--- Input for this task Enclosed Below ---
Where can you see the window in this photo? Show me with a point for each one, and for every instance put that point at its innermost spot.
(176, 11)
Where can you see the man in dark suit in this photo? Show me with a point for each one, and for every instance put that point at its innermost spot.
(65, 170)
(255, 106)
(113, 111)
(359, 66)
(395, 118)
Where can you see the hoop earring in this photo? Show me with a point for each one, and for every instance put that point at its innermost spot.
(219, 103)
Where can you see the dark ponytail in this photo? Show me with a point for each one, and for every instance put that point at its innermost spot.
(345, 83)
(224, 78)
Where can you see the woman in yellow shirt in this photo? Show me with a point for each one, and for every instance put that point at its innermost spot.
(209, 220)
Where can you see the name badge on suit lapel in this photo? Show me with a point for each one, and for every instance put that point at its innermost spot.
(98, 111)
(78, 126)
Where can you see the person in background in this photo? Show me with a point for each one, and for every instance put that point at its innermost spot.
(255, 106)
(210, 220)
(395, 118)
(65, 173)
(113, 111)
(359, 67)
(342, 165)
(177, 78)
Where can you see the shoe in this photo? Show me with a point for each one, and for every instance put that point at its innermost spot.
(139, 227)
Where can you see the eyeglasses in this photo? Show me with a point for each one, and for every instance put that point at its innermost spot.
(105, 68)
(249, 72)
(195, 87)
--- End of Enclosed Input for this task ---
#### [To do]
Once more, write all of the records exactly as given.

#### [Exercise result]
Where can you see the window in this photo? Show me with a point for each one, and for every instance put that point at its innermost spot.
(176, 11)
Where can you see the man in dark suit in this photo? Show me with a point for each one, and for every instance put that point at its innermost spot.
(65, 170)
(255, 106)
(113, 111)
(359, 66)
(395, 118)
Where can you see the hoop earring in this photo? Show me with a point for each one, and for every instance put that point at its innermost spot.
(219, 103)
Where can you see the dark ponytail in this photo? Show me with a point for each one, and for every instance put that point at its innermost spot.
(345, 83)
(224, 78)
Where can you see the woman in yellow shirt in this photo? Show me with a point for each one, and for every instance put that point at its innermost spot.
(209, 220)
Where can you see the name badge on suit lapel in this photo? Show me with a point for each one, and for every instance put that point at its innermost spot.
(98, 111)
(78, 126)
Where can you see the person in background in this photo? Show me with a point for each one, and for every instance put that point at its innermost spot.
(255, 106)
(210, 220)
(395, 118)
(65, 173)
(113, 111)
(359, 67)
(342, 165)
(177, 78)
Where can you see the shoe in this photo? Show me with a point for each one, and for every instance put that point at its innermost spot.
(139, 227)
Where can you see the eyeglasses in this photo? Show me with a point for each one, and for every instance put that point at its innermost spot.
(105, 68)
(249, 72)
(195, 87)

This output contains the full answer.